▶ _WHAT TO PRODUCE_
Convert the lines of the material below into a JSON list of strings, one string per line and omitting blank lines. Begin at the first line of the material and stop after the line that contains "Draw the outline of every instance of the drummer".

* START MATERIAL PROVIDED *

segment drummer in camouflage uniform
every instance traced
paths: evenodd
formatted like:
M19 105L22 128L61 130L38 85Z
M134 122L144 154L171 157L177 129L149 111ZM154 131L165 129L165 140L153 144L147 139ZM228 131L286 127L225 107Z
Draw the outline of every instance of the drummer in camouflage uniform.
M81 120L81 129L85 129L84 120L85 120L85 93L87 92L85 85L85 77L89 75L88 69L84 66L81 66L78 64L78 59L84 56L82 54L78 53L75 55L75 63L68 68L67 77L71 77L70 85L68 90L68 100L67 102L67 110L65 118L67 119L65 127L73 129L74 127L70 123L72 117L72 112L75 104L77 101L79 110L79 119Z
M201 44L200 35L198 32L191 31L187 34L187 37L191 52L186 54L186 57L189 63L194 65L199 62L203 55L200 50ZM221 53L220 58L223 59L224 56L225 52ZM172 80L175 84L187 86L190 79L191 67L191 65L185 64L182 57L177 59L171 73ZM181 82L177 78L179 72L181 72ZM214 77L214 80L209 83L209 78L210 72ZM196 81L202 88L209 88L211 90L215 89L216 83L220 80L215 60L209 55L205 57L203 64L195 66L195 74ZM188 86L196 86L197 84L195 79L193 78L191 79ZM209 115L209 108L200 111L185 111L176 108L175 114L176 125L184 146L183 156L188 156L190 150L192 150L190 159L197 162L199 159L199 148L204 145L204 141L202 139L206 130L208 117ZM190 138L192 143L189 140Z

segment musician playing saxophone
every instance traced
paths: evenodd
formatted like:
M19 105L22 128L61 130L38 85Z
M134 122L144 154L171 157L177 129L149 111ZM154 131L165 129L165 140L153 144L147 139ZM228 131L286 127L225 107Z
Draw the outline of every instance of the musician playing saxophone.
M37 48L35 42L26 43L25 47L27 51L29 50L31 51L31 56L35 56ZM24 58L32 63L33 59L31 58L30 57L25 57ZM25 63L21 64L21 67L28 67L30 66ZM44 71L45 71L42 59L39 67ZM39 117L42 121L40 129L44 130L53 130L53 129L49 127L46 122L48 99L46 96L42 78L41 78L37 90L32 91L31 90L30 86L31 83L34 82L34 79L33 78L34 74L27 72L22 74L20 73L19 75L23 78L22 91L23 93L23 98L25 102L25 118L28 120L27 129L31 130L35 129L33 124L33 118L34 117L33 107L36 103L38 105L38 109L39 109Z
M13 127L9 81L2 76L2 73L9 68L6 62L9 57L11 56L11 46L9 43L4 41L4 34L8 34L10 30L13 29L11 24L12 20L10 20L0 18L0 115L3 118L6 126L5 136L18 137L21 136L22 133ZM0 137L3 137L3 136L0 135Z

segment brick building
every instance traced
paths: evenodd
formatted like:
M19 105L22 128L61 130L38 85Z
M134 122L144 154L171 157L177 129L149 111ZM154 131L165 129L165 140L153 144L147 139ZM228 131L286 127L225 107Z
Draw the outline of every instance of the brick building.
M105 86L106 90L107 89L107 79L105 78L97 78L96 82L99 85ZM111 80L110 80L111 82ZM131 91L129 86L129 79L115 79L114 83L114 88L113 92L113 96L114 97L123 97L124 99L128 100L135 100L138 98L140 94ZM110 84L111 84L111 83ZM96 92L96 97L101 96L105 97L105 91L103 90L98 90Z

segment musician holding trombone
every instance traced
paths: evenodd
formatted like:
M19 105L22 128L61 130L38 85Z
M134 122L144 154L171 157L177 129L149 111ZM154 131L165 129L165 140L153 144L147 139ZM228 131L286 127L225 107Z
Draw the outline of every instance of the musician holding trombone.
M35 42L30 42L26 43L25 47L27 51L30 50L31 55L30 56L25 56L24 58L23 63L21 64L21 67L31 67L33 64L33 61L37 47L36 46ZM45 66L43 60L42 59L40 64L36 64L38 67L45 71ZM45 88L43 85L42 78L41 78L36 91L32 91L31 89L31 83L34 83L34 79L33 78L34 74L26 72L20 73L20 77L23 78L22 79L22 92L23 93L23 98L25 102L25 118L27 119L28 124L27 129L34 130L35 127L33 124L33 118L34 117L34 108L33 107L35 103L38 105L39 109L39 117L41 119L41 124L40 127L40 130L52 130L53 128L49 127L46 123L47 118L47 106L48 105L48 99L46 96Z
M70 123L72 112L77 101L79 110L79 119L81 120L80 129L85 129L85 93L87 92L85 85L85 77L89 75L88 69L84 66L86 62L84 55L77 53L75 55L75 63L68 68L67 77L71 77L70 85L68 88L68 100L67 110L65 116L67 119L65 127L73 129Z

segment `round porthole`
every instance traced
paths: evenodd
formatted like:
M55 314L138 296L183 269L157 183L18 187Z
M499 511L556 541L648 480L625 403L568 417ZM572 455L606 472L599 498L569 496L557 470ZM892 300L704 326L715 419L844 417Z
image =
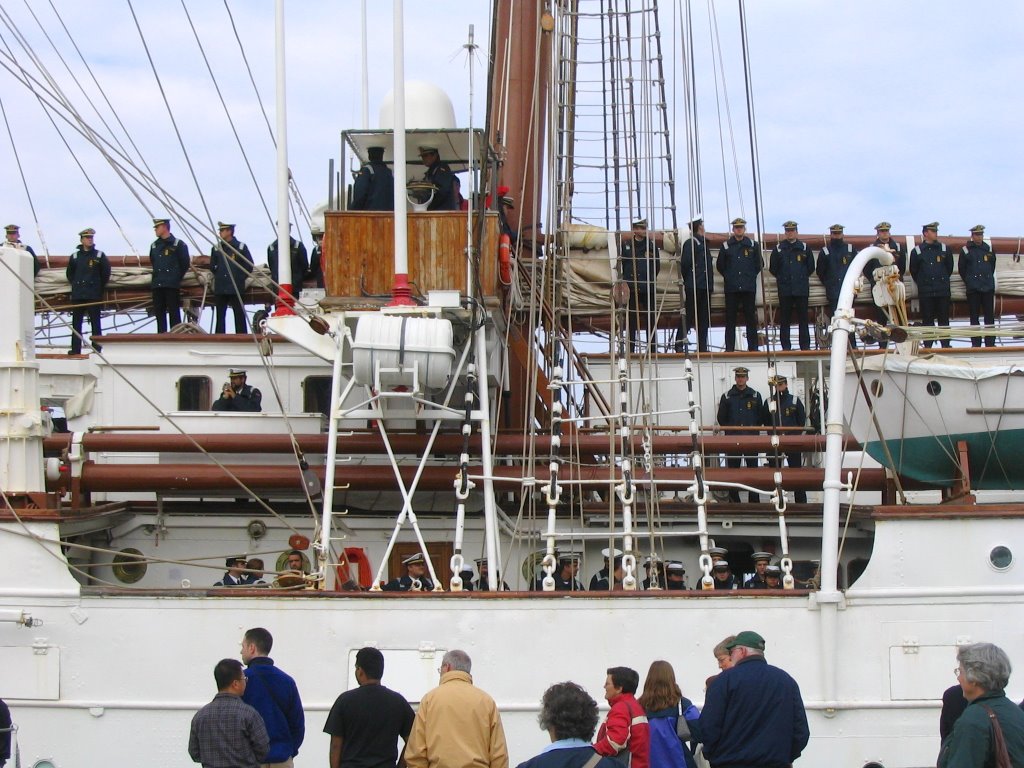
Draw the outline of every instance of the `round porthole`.
M1004 547L1000 544L998 547L992 547L992 551L988 553L988 561L996 570L1006 570L1013 565L1014 553L1010 551L1009 547Z
M135 584L145 575L145 570L148 567L145 555L134 547L128 547L118 552L114 556L112 565L114 578L122 584Z

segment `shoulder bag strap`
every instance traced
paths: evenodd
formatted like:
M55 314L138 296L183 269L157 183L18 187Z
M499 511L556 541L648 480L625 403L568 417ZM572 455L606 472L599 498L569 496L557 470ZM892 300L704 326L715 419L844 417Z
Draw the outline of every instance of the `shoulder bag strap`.
M995 717L991 708L985 705L982 707L988 713L988 721L992 725L992 757L995 759L993 765L995 768L1013 768L1013 764L1010 762L1010 753L1007 752L1007 740L1002 737L1002 726L999 725L999 719Z

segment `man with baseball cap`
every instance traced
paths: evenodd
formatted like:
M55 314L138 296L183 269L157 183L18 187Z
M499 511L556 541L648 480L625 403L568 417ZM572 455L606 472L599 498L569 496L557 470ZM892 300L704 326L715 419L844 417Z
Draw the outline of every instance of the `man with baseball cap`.
M708 688L700 713L712 768L790 766L810 729L797 681L765 660L765 639L745 630L725 645L733 666Z

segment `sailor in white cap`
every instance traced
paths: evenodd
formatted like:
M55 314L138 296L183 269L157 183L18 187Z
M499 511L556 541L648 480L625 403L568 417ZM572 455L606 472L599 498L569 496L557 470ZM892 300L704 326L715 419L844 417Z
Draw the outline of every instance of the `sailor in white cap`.
M227 381L220 390L220 397L213 402L213 411L241 411L258 414L263 410L263 393L246 383L248 373L244 368L227 372Z
M754 575L743 582L743 589L763 590L768 586L765 583L765 570L771 562L771 552L755 552L751 559L754 561Z
M617 569L620 563L622 562L623 551L621 549L608 549L605 547L601 550L601 557L604 558L604 566L590 578L591 592L595 590L611 589L609 572L613 572Z
M478 557L473 562L476 563L479 575L472 581L471 590L473 592L489 592L490 587L487 586L487 558ZM498 574L498 591L509 592L509 586L502 581L501 573Z
M385 592L432 592L434 583L427 575L427 558L422 552L410 555L401 564L406 566L406 575L392 579L384 585Z

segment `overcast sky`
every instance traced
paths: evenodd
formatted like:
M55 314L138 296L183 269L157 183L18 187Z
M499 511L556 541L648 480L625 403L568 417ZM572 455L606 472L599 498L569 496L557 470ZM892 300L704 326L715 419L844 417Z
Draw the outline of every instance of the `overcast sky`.
M257 177L249 177L180 2L134 0L199 189L160 90L150 70L127 0L53 0L114 103L132 140L161 184L200 218L230 219L239 237L261 260L272 240L263 202L274 209L274 154L222 2L185 0L217 82L236 120ZM77 90L24 4L8 3L4 19L56 78L84 119L104 131L95 113L114 125L109 108L78 60L49 3L32 2L46 32L82 81ZM475 25L474 122L482 124L488 50L489 3L406 1L406 71L410 79L442 86L452 97L460 127L469 122L466 43ZM328 160L340 155L340 131L360 127L359 3L356 0L290 0L288 9L288 131L290 165L306 203L327 197ZM675 46L673 6L663 3L662 29L670 61ZM246 53L273 123L273 3L232 0ZM708 5L693 3L697 30L697 77L702 208L709 229L724 231L731 216L754 218L745 139L740 44L736 3L716 5L728 98L740 157L743 207L730 181L729 205L722 182L719 121L708 49ZM371 3L371 127L391 87L391 3ZM990 234L1017 236L1021 225L1017 187L1021 177L1018 132L1024 117L1021 75L1024 46L1006 37L1024 28L1024 4L883 2L881 0L779 0L749 3L752 77L755 90L760 170L766 230L785 219L801 230L822 232L835 222L868 233L880 219L900 233L920 231L938 220L943 233L963 233L985 223ZM8 15L9 14L9 15ZM0 47L22 66L28 57L4 24ZM4 56L4 63L9 60ZM136 201L99 154L61 124L79 162L96 185L87 184L61 138L28 89L0 71L0 94L13 143L28 178L42 236L52 253L69 253L77 232L98 230L109 253L146 252L153 239L150 214L162 214L152 200ZM669 84L678 98L679 87ZM671 96L670 96L671 98ZM681 112L672 111L680 179L680 220L686 199ZM5 168L0 218L23 226L23 239L39 245L29 201L16 173L11 142L0 128ZM731 159L729 160L731 163ZM733 171L728 170L731 177ZM109 207L113 217L106 212ZM147 211L148 209L148 211ZM119 233L119 228L124 236ZM304 227L300 230L304 238ZM131 244L129 246L128 244Z

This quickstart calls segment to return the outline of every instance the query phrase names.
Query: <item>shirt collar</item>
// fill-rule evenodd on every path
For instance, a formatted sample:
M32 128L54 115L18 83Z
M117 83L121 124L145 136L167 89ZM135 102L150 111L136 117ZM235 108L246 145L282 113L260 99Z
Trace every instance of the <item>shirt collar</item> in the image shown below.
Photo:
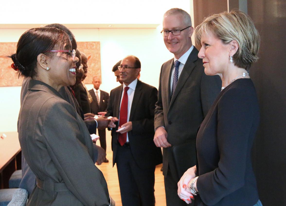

* END MATERIAL PROVIDED *

▶ _RESULT FOR THIS TASK_
[
  "segment drummer in camouflage uniform",
  "every instance traced",
  "paths: evenodd",
  "formatted like:",
  "M19 105L22 128L61 130L38 85Z",
  "M134 122L144 154L171 157L177 129L149 111ZM154 131L165 129L165 140L153 144L147 139ZM228 131L286 127L225 107Z",
  "Draw the outline of every instance of the drummer in camouflage uniform."
]